Travel the World… Without Leaving the Studio

A blog post by Director of Collections and Exhibits Joanna Church. To read more posts by Joanna click HERE.


Throughout August, we’ve showcased travel: from correspondence, to Grace Hecht’s ongoing diaries, to opportunities to explore the collections and histories of Jewish museums around the world. It’s been fun, but it’s hard not to forget that for the most part, for many of us, travel has become extremely restricted, if not off the table altogether. Virtual backgrounds for online meetings are about as close as some of us can get right now to experiencing a change of scenery.

Image object location entries:
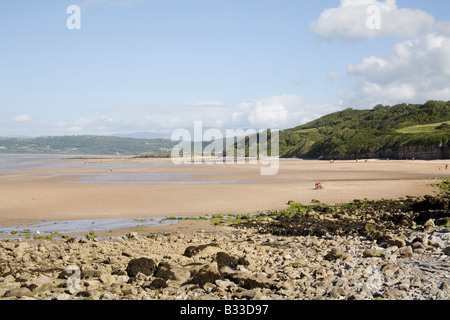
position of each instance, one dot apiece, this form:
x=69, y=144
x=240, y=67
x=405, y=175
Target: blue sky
x=160, y=65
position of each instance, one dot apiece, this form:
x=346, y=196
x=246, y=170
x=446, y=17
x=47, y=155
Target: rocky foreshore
x=229, y=263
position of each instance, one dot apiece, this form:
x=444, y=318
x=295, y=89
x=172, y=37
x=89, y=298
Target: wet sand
x=87, y=188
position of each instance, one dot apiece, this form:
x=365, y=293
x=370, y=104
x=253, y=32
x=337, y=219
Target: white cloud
x=112, y=3
x=417, y=70
x=23, y=118
x=356, y=20
x=333, y=76
x=278, y=112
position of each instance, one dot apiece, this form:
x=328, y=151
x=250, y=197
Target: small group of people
x=318, y=185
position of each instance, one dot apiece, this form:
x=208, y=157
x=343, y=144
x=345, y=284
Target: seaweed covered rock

## Work instructions:
[a] Answer the following questions about the blog post on travel above.
(i) What position does the author of the post hold?
(ii) Whose ongoing diaries have been showcased?
(iii) What does the post describe as about as close as some people can currently get to a change of scenery?
[b] Reproduce the blog post on travel from "Travel the World…" to "change of scenery.", changing "August" to "July".

## Results for each task:
[a]
(i) Director of Collections and Exhibits
(ii) Grace Hecht's
(iii) Virtual backgrounds for online meetings

[b]
Travel the World… Without Leaving the Studio

A blog post by Director of Collections and Exhibits Joanna Church. To read more posts by Joanna click HERE.


Throughout July, we’ve showcased travel: from correspondence, to Grace Hecht’s ongoing diaries, to opportunities to explore the collections and histories of Jewish museums around the world. It’s been fun, but it’s hard not to forget that for the most part, for many of us, travel has become extremely restricted, if not off the table altogether. Virtual backgrounds for online meetings are about as close as some of us can get right now to experiencing a change of scenery.